SOURCE PASSAGE Start Marker

Happy Christmas. We Didn't Die.
Last year, the Christmas season felt more like summer to me. After arriving in November, it was my first Christmas in Sierra Leone. I was still in the midst of a great deal of culture shock. And it was HOT. So it’s fair to say I was pretty disoriented. Like disoriented enough to ask a friend back home how her summer break was going. It just didn’t feel like Christmas.
This year, I decided to make a concerted effort to make it FEEL like Christmas. I downloaded a bunch of Christmas albums and, along with the air conditioner, have been blasting them in my car. I bought a tree off of an expat friend who moved back to the US this month. I even found an Africana fabric that is Christmas themed which is serving as my table cloth for the season.
I also participated in the Christmas caroling fundraiser for the Prison Ministry. Last year I practiced with the group but didn’t end up going house to house. That was when I learned my first Christmas song in Krio. Christmas tem don kam, wi fit gladi. Christmas tem don kam, wi fit enjoy. Bicos God don sen in wan gran boy pikin foh mek i pul wi pan yagba, foh mek i pul wi pan yagba! (Christmas time has come, we must be glad. Christmas time has come, we must enjoy because God has sent his one son to save us from struggle, to save us from struggle.)

SOURCE PASSAGE End Marker

_ASSIGNED TASK_
Set down the entire passage about Christmas in Sierra Leone word for word, from its title through its final line.

EXERCISE DATA Start Marker

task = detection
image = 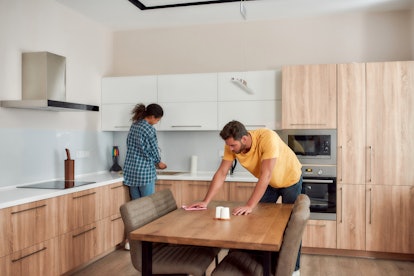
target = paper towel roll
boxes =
[191,155,198,175]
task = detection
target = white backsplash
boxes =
[0,128,114,187]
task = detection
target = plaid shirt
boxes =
[124,120,161,187]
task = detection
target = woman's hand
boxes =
[156,162,167,170]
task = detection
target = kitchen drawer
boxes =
[0,237,59,276]
[59,187,105,234]
[59,220,109,274]
[302,220,336,248]
[8,197,59,252]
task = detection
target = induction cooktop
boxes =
[17,180,95,189]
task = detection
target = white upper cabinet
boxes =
[158,73,217,103]
[158,73,217,131]
[218,70,281,129]
[101,76,157,131]
[102,76,157,104]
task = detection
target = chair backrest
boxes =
[275,194,310,276]
[120,189,177,271]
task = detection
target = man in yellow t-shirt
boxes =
[192,121,302,215]
[190,121,302,275]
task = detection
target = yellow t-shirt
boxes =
[223,128,302,188]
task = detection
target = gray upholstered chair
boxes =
[211,195,310,276]
[120,189,220,276]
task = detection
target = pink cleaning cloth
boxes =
[182,205,207,211]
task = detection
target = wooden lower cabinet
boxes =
[59,220,109,274]
[302,220,336,248]
[0,237,60,276]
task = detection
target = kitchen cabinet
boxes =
[337,61,414,254]
[158,73,217,131]
[302,220,336,248]
[158,102,217,131]
[102,182,130,249]
[101,76,157,131]
[336,184,366,251]
[0,208,12,257]
[218,70,282,130]
[0,237,60,276]
[181,180,229,205]
[155,180,182,207]
[59,187,104,234]
[282,64,337,129]
[10,198,59,252]
[366,61,414,185]
[366,185,414,254]
[59,220,108,274]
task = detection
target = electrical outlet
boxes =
[76,150,91,159]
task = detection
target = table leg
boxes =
[263,251,272,276]
[142,241,152,276]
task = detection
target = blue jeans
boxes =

EXERCISE DATA End Marker

_SOLVED PROBLEM_
Happy Christmas. We Didn't Die.
Last year, the Christmas season felt more like summer to me. After arriving in November, it was my first Christmas in Sierra Leone. I was still in the midst of a great deal of culture shock. And it was HOT. So it’s fair to say I was pretty disoriented. Like disoriented enough to ask a friend back home how her summer break was going. It just didn’t feel like Christmas.
This year, I decided to make a concerted effort to make it FEEL like Christmas. I downloaded a bunch of Christmas albums and, along with the air conditioner, have been blasting them in my car. I bought a tree off of an expat friend who moved back to the US this month. I even found an Africana fabric that is Christmas themed which is serving as my table cloth for the season.
I also participated in the Christmas caroling fundraiser for the Prison Ministry. Last year I practiced with the group but didn’t end up going house to house. That was when I learned my first Christmas song in Krio. Christmas tem don kam, wi fit gladi. Christmas tem don kam, wi fit enjoy. Bicos God don sen in wan gran boy pikin foh mek i pul wi pan yagba, foh mek i pul wi pan yagba! (Christmas time has come, we must be glad. Christmas time has come, we must enjoy because God has sent his one son to save us from struggle, to save us from struggle.)